Top of PAGE EXTRACT

Friday, November 13, 2009

Costs of Coverage: Facts and Figures

As I spent some quality time reading the Affordable Health Care for America Act which just passed the House of Representative, I realized that at least some of the people who read this blog do not really know what the costs are for health insurance and how this bill may affect those costs.  This posting is therefore designed to give you, by reviewing a couple of recent studies, some real numbers so that costs can be better understood.  Unfortunately, when we debate whether to spend one trillion dollars or eight hundred billion dollars, the real numbers sometimes get lost.  Lee Trevino, one of the great golfers of our time, once, when asked about the stress of making a putt for first or second place in a tournament worth tens of thousands of dollars said, “Real pressure in golf is playing for ten dollars when you only have five dollars in your pocket”.  By the same token, talking of billions and trillions of dollars if often not as meaningful as talking of the amounts a family has to pay.  So the place to start is asking just how much an employed family now pays for health insurance.

Current Health Insurance Costs

A study published in Health Affairs reported on just that question.  Entitled, “Job-Based Health Insurance: Costs Climb At A Moderate Pace” and based on the Kaiser/HRET Survey of Employer Health Benefits the article says that average annual health premiums in 2009 were $4,824 for single coverage and $13,375 for family coverage.  Most people’s employers pay about 75 - 80% of those costs however labor economists are quick to point out that since employers calculate employee costs on the basis of salary plus all benefits, those dollars that employers pay for health premiums are really taken right out of salary checks.  Those premiums are about 5% higher than they were in 2008.  Premiums reflect the costs of medical care.  While much is made of the high administrative fees, even in the most expensive of plans, administration is still less than 20% of the premium costs (and usually less than 15%).

Bottom of PAGE EXTRACT
Top of RECORD EXCERPTS

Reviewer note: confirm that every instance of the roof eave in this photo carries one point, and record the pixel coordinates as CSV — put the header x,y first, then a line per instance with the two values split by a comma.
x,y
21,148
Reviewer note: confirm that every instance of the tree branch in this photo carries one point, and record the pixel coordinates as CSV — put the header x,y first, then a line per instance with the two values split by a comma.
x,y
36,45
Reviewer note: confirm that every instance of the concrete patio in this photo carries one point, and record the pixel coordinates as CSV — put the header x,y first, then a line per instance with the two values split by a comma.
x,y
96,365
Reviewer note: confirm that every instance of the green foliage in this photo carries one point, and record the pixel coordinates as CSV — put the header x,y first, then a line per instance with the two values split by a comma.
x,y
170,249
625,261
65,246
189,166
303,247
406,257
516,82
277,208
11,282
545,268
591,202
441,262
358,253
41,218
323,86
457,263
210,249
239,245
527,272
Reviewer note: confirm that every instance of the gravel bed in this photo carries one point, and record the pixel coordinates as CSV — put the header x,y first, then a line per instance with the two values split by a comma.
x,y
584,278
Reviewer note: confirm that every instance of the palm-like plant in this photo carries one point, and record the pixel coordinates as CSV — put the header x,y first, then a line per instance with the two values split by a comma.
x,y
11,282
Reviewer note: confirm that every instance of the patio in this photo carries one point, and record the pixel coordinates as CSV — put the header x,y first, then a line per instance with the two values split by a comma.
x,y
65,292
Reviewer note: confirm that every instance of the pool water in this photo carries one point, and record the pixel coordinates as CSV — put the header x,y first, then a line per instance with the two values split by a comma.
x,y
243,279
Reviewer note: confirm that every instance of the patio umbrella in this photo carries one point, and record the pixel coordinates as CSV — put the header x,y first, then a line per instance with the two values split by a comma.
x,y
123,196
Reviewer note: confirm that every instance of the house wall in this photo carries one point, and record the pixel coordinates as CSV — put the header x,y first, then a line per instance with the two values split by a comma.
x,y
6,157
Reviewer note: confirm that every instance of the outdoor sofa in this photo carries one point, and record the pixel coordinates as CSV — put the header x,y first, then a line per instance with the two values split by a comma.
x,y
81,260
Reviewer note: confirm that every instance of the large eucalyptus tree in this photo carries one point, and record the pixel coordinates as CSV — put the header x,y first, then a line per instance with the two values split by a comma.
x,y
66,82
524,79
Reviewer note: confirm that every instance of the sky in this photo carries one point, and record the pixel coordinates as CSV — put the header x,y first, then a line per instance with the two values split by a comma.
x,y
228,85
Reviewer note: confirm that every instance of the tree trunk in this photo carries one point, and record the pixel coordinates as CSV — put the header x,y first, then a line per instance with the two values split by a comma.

Bottom of RECORD EXCERPTS

Write the next part of the blog post on health insurance costs, beginning right after its final sentence.

Impact on Hospitals

A major part of the 80 – 85% of costs that are directly related to care are paid to hospitals.  While it might sound obvious, the amount of money a hospital will charge for a stress test, delivery of a newborn, treatment in the Emergency Room, or any other service therefore directly impacts your premium and out of pocket costs (after all everyone has that pesky deductable and the 20% or so that the individual is responsible for).  Also in Health Affairs, a study entitled “How A New ‘Public Plan’ Could Affect Hospitals’ Finances And Private Insurance Premiums” specifically assessed how the proposed public option would effect hospital bills for those who are on an employers health plan.  In the article they say “Because it is possible, and perhaps even likely, that this new public payer would pay less than private payers for the same services, such a plan could negatively affect hospital margins. Hospitals may attempt to recoup losses by shifting costs to private payers.”  That would become higher premiums for employers, higher out of pocket costs for employees and less financial room for employers to raise salaries or hire new employees. 

Large Employers Point of View

In a report published today entitled “Health Care Reform:Creating a Sustainable Health Care Marketplace” the Business Roundtable spoke of their belief that if implemented in the best possible manner, parts of the current health legislation may lower the upward trend of costs by 15 or 20%.  They also pointed out that the way the legislation is currently being discussed, the risks to achieving that sort of saving is significant.  They did go one step further and suggested that the best way to save money is to foster “true market reform” which would include individual accountability, full transparency of cost and quality information, a focus on health rather than our current focus on illness and addressing professional service capacity, that is the number of physicians, especially primary care physicians we need.  They gave Lasik surgery as an example of the effect a free market has on health costs.  Lasik is considered cosmetic and is therefore not covered by insurance.  In recent years, cost has come down for the surgery and quality has improved. 



As this chart show, as the number of Lasik surgeries has increased, the cost initially sent up, then decreased dramatically as more eye surgeons learned the procedure and became adept at it, and then the price became relatively stable, going up only in line with the cost of living of all items.  While cosmetic surgery is not the same as necessary care, there are ways to encourage market forces in health care.  Current legislation being considered by the House and Senate does not use those free market tools. 

The Bottom Line

Health insurance is expensive and is getting more expensive.  It reflects medical care.  Any effective plan needs to fundamentally change our system of paying doctors and hospitals, change our medical liability laws, and address individual responsibility in order to create real change.  I do not see that in any of the current proposals.